### Required action
A verbatim reproduction of the following listing is required; omit the pictures.

### Data provided
= Beginning of Section =
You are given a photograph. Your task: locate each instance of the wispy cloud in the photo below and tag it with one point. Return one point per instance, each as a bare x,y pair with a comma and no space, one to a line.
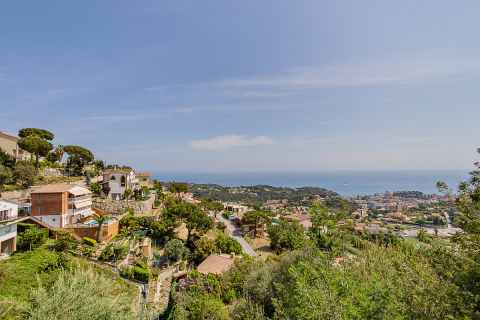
392,70
417,139
354,72
224,142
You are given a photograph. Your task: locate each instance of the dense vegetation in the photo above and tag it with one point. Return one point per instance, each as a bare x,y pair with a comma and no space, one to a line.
258,194
44,284
334,273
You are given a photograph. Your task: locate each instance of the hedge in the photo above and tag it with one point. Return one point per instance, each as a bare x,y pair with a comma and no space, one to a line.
46,232
89,242
141,274
24,226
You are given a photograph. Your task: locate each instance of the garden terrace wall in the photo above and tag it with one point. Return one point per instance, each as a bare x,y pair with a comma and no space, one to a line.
109,231
15,194
53,172
107,205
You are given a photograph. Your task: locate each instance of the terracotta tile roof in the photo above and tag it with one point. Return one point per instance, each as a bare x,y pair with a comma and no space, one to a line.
142,174
10,135
307,224
110,171
179,274
297,216
55,188
216,263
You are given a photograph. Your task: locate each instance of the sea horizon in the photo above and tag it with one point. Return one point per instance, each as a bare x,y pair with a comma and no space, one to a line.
344,182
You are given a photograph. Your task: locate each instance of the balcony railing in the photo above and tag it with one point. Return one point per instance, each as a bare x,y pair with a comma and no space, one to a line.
81,198
76,211
8,217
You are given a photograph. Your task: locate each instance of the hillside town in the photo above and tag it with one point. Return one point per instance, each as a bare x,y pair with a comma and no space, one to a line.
162,241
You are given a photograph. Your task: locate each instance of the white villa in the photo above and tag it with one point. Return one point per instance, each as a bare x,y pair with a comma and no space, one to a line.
118,180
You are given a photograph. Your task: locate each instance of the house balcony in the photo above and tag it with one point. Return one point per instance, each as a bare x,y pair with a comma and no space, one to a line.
21,156
8,217
82,210
81,198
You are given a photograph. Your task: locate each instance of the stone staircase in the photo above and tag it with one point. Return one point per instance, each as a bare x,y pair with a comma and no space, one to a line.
162,290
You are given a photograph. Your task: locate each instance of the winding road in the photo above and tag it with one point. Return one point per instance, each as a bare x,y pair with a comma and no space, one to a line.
449,221
234,233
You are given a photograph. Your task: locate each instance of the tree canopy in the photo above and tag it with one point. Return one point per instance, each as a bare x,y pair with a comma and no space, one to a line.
79,153
36,141
255,217
178,187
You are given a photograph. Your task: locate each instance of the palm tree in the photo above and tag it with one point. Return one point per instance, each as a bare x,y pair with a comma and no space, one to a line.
101,218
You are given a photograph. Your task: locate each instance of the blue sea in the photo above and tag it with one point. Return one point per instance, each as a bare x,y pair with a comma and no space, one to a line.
343,182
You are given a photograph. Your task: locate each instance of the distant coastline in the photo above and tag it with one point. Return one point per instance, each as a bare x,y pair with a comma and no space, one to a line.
343,182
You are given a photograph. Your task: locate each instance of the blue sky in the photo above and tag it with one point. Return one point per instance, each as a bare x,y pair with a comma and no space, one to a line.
246,86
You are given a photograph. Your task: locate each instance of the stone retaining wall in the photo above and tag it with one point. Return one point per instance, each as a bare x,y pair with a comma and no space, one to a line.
107,205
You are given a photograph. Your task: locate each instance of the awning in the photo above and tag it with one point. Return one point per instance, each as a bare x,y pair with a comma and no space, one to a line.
82,204
79,191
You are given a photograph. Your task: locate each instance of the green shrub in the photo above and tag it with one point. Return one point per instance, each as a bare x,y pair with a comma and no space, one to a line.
= End of Section =
### Exercise result
You are given a photograph. Your task: locate each instance of the wispy cloud in the photo below and tag it with one point. Return one point per instance, each as a bare x,y pair with a comma and no space, one to a line.
392,70
417,139
354,72
224,142
You are given a photograph. Your task: locate each instance of the dense vegetation in the photo above and tag it with one point. Return one point per instance, each as a bare x,y pair with a comma and no space, one to a line.
258,194
44,284
334,273
You are given a photograph. Your task: locate each instance of the hedge in the photo above and tag it with one point. Return one point per instance, each as a bare x,y pair with a comma and no space, one to a line.
46,232
89,242
141,274
24,226
You are given a photograph. Your task: locate each instance of the garden terrace wall in the photo above and tag it with one point. Return one point per instance, each as a bare x,y pair with a comma and no space, one to a line.
109,231
15,194
53,172
107,205
You are given a photograph. Your task: locate each instance of the terracotta tile roof in the photo above and tag it with one point. Return one point per instance, each as a bare x,y pair with a comma and no space, one to a line.
142,174
10,135
307,224
110,171
179,274
297,216
55,188
216,263
You are given a photograph. Your task: locate each instance of the sea horizon in the photo above and tag it with one point. Return one point per instance, each as a bare x,y pair with a comma and no space, one to a line.
344,182
You are given a photograph. Your task: locate each instance of the balcony railing in the photo above and tag it with one point. Return one point per instance, each as a bare x,y pair with a comma and no space, one to a line.
81,198
76,211
8,217
You are given a photograph. Your task: locate each instance of the hillside town in the photo above and tag it with one point. Return one point per instance, each as a bare x,y pair with a comma and no space, one to a line.
162,241
You are given a photograph. Your task: locate each instance of the white villa in the photo above and tag it with one point. Return one point per instance, each as a bare x,y pair with a comma and no space, one to a line.
118,180
You are given a photograph. Your task: locate each instance of the house balcony in the photo above and tag it with one point. Return one point per instance, each as a bare x,y pair with a comma and no space, one to a line.
21,156
8,217
82,210
81,198
You are given a photograph. Your task: locate each instance of the stone staircase in the photo above and tag it with one point. Return one point per instance, each as a bare x,y pair with a comma and no space, one to a line.
162,290
You are given a photograph. Your task: locate each instance of the winding road in the photo above and tag it with one point. Return one point per instance, each as a bare x,y pair with a comma and no space, one to a line.
449,221
234,233
You are given a photograph. Your task: locate each instance of the tree canopy in the photo above and tag it with one point. Return one point per instance, each as a bare x,y pair with a comma and no space, one to a line.
79,153
36,141
255,217
178,187
You are given a photograph. Your task: locate each instance of the palm tree in the photo above and tag it with one point. Return one point per instance, each as a bare x,y pair with a comma and no space, one to a line.
101,218
You are given a photograph. Your task: locate each instance of the blue sea in the photo above and tag it with one point. Return one point per instance, each as a bare x,y pair with a comma and no space, one to a line.
343,182
You are given a photograph. Your task: locate each instance of the distant coastline in the photo above and tag it with one point. Return one point per instance, each as a bare x,y pair with a comma and no space, one to a line.
343,182
You are given a photograph. Your task: locate each instance of the blue sky in the photo above and tag it with one point. Return one point per instance, each as a bare x,y pair with a comma and no space, one to a line.
246,86
You are given a photograph. Your task: locate each instance of the stone retaining wall in the photo above and tag it with one point. Return one point per instance, each as a bare x,y pair with a comma and no space, one to a line.
107,205
You are given a photograph. Your task: locate each instance of the awning in the photo above and tag it with one point. Return one point per instance, each as a bare x,y pair with a comma and no space, one to a line.
82,204
79,191
You are given a photograph. Your task: locate each instance of the green shrub in the photo above and tag it with one point. Return one point per instance, each as a bare x,y pair with a comma and no space, one to a line.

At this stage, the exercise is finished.